## Requirements
Restate all of the entries exactly, dropping any pictures they hold.

## Data section
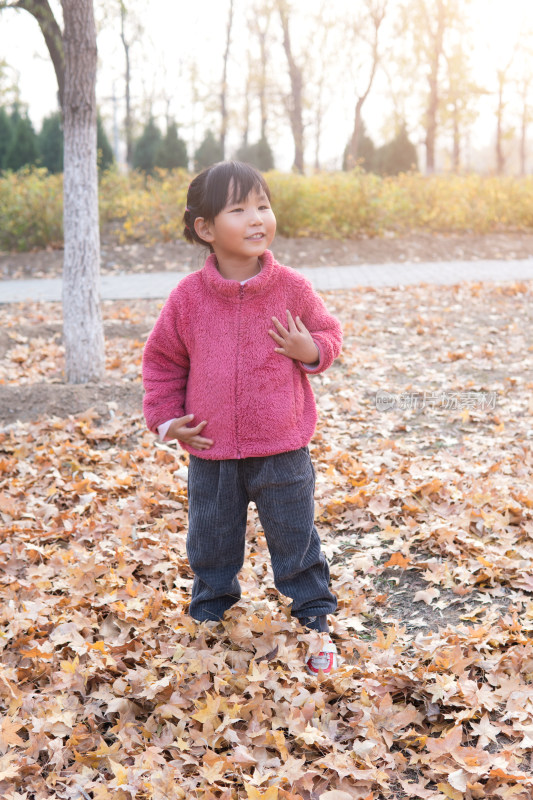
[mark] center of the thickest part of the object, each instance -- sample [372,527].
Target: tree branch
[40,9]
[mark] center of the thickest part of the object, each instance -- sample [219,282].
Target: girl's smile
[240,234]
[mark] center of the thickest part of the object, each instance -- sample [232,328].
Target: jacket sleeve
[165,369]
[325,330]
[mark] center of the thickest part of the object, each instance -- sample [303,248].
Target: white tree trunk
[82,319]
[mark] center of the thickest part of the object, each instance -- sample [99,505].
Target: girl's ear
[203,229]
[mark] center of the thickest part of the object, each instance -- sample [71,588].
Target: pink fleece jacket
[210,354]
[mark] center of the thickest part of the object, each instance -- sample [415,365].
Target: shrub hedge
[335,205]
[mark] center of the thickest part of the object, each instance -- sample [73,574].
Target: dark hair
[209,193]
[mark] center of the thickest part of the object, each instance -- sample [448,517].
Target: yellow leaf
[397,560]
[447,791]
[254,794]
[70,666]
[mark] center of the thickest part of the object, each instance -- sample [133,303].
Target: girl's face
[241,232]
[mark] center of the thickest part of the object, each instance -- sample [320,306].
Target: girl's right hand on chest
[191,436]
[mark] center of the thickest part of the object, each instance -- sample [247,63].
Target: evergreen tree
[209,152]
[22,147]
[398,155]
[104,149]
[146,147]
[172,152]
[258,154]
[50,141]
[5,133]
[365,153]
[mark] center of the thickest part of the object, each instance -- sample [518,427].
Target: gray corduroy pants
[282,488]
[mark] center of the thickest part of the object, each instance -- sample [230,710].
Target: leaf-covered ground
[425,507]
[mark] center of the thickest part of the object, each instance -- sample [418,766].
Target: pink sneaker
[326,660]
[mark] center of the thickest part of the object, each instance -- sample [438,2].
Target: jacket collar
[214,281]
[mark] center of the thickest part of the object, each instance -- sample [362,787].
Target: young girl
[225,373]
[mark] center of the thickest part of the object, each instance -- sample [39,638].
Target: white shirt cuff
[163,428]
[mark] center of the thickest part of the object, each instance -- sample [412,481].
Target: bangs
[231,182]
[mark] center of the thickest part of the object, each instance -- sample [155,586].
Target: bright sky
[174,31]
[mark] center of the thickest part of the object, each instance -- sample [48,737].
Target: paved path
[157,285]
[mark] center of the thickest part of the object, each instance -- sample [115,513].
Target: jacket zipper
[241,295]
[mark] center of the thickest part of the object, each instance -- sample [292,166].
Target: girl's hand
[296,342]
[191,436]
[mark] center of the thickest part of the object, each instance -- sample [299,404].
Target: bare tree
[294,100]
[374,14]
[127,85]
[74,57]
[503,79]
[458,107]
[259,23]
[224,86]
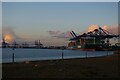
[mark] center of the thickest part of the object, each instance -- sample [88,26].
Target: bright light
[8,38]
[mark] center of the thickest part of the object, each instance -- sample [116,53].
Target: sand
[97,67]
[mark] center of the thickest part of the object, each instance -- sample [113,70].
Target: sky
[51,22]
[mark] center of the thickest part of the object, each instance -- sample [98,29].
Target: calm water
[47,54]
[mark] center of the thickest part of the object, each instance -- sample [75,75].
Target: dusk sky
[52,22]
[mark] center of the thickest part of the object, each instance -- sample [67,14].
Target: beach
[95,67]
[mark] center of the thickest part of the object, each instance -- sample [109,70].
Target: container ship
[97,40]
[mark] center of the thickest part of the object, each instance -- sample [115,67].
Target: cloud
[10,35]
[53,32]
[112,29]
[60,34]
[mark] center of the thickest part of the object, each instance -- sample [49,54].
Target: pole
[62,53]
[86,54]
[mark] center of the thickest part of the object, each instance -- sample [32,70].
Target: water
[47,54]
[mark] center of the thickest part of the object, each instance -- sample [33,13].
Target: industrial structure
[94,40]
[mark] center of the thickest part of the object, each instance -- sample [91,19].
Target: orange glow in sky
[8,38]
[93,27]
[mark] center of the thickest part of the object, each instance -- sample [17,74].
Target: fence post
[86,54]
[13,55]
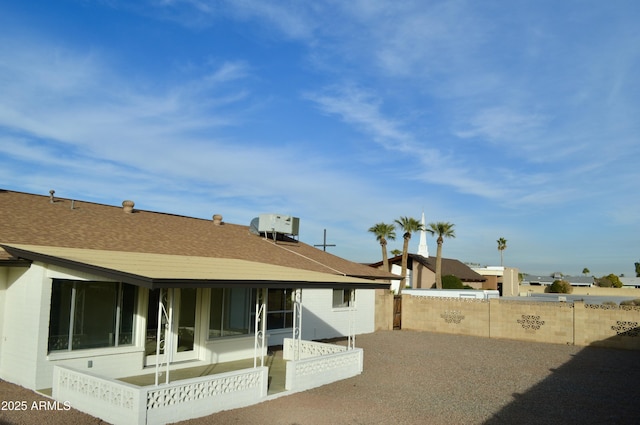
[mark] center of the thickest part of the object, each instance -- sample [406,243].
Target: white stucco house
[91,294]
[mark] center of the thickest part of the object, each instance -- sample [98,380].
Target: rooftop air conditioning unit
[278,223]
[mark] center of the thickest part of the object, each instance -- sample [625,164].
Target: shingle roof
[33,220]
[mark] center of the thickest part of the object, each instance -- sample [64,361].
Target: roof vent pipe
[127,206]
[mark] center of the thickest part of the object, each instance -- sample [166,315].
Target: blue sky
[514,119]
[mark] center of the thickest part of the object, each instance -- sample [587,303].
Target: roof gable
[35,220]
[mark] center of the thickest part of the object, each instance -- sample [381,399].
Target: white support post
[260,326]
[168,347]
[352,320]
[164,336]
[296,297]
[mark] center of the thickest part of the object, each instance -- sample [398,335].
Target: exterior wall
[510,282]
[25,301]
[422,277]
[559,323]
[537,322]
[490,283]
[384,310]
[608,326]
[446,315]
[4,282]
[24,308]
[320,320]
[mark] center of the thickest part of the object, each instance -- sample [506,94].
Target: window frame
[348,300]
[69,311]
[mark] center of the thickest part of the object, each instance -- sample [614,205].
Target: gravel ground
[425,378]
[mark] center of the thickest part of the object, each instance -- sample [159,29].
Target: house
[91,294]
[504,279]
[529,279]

## Result for this exercise
[mark] center of the thickest part of the object, each instance -- sample [372,527].
Target: tree branch
[40,9]
[mark] center of the thickest part of the object, each instance -- sample [219,282].
Target: girl's smile
[240,234]
[mark] center of the thickest part of the object, each instance -- sample [232,328].
Target: jacket sleeve
[165,369]
[325,330]
[mark] center of the thickest part of the object, each instance -- sample [303,248].
Target: white tree trunk
[82,319]
[mark] center of the thickest part of the object, each instance -- sample [99,505].
Target: girl's ear
[203,229]
[mark] center of the thickest part of the object, each instance -- sample [71,588].
Target: pink fleece jacket
[210,354]
[mark] center of the thickest part of the object, each instance -- sample [415,365].
Target: shrub hedge
[335,205]
[mark] center of the thickest part of the object, each instance -- sample [73,574].
Target: dark hair
[209,193]
[mark] center of the thickest part of the object, each instance -- sample [448,517].
Target: yellow leaf
[397,560]
[447,791]
[254,794]
[70,666]
[mark] center of the thickest part of the object, each instance -- sample [133,303].
Target: girl's face
[241,232]
[mark] center of the thickest part of the object, each instance -- sample [320,306].
Target: girl's right hand on chest
[191,436]
[mark] center of the thickest part of the object, each instance -- sample [247,63].
Target: evergreen tree
[209,152]
[22,147]
[398,155]
[104,149]
[146,147]
[172,152]
[258,154]
[50,141]
[5,133]
[365,153]
[mark] center of the thickest part of the object, each instance -- sample [518,427].
Target: gray corduroy pants
[282,488]
[mark] center of the thickest part of the object, each instance -- sample [230,710].
Target: leaf-covered ground
[425,507]
[mark] center of the thickest part of the object, each instance -- sample [418,766].
Target: pink sneaker
[326,660]
[mark] center of the thickest part of the object, each instance -- sample [438,2].
Target: jacket collar
[214,281]
[mark] center of the thickest part of the object, each instance -- sample [362,787].
Target: young girl
[225,373]
[mark] center of the thickest part of the object, each instance -- sample [39,638].
Target: white shirt cuff
[163,428]
[mark] center of the thickest part of the object, each instance -- sample [412,481].
Target: bangs
[231,182]
[mark] center of the thickest part of the object, each instance -- sample [155,586].
Target: bright sky
[174,31]
[mark] center of the thickest part of the object, each instance -- sample [48,737].
Target: paved path
[157,285]
[mark] center of the thickest part of the object, each instance -- sample [115,513].
Target: jacket zipper
[241,295]
[mark] center of the thickest part of the object, each instance -- sample [292,166].
Target: girl's hand
[296,342]
[191,436]
[mark] center of the thickest part of the object, each instance -- sample [299,404].
Target: bare tree
[294,100]
[374,14]
[127,85]
[74,57]
[503,79]
[458,107]
[259,23]
[224,86]
[mark] center of the thickest part of the object, each instance -- sample [88,26].
Target: bright light
[8,38]
[mark] center of the thickest part of the object, each instance -- sample [116,53].
Target: sand
[97,67]
[mark] center of the thickest part of the object, each instance -- sample [113,70].
Target: sky
[51,22]
[mark] center of the thickest part of the object, each instance -- sample [98,29].
Target: calm water
[47,54]
[mark] center of the thickest part of the object, each instance -- sample [75,75].
Target: dusk sky
[52,22]
[mark] center of the thickest part of the object, each instance -- sample [67,14].
Target: beach
[95,67]
[mark] center of the thickest part of the object, each instance -- sample [109,70].
Target: container ship
[97,40]
[mark] center of the thickest part of the object, each instance -- sample [115,67].
Target: cloud
[10,35]
[53,32]
[112,29]
[60,34]
[mark] center of the thickest part of the object, each instance -- sample [49,54].
Target: pole
[62,53]
[86,54]
[mark] center of the thickest part of the object, each instance -- sample [32,70].
Target: water
[47,54]
[mark] center of the thickest part of the object, each instance -- sample [33,13].
Target: industrial structure
[94,40]
[mark] center of the thickest part of the object, each instance -- sample [91,19].
Target: orange glow in sky
[8,38]
[93,27]
[mark] center of the thickest part of the object, each instance -- sample [17,74].
Target: fence post
[86,54]
[13,55]
[mark] center of the thickest part of the object, each instance -- sample [406,243].
Target: white stucco house
[91,294]
[mark] center of the thickest part of the object, each instance -- sample [98,380].
Target: rooftop air conditioning unit
[278,223]
[mark] center of the thickest part of the object, each instance -- sample [625,164].
Target: shingle roof
[33,220]
[mark] center of the thickest part of the object, each instance -- sample [64,361].
Target: roof vent pipe
[127,206]
[mark] center of the thickest part of the object, each instance -- sample [166,315].
Target: blue sky
[514,119]
[mark] center of the thickest part of the object, each instance -- sample [587,303].
Target: roof gable
[35,220]
[mark] center of the thickest part of the object, each instance -- sample [381,399].
Target: white support post
[260,326]
[168,347]
[352,320]
[164,336]
[296,297]
[mark] center of the thickest part of the object, each instance -- sample [398,335].
Target: exterior wall
[510,282]
[25,301]
[422,277]
[559,323]
[537,322]
[490,283]
[384,310]
[608,326]
[446,315]
[4,282]
[24,308]
[320,320]
[mark] center of the thickest part of the object, each instance -- sample [506,94].
Target: window frame
[348,300]
[69,311]
[mark] center of the thickest part of the object, each instance -- sample [614,205].
Target: gravel ground
[425,378]
[mark] center of the thickest part of the object, each instance -- sample [159,29].
Target: house
[91,294]
[504,279]
[529,279]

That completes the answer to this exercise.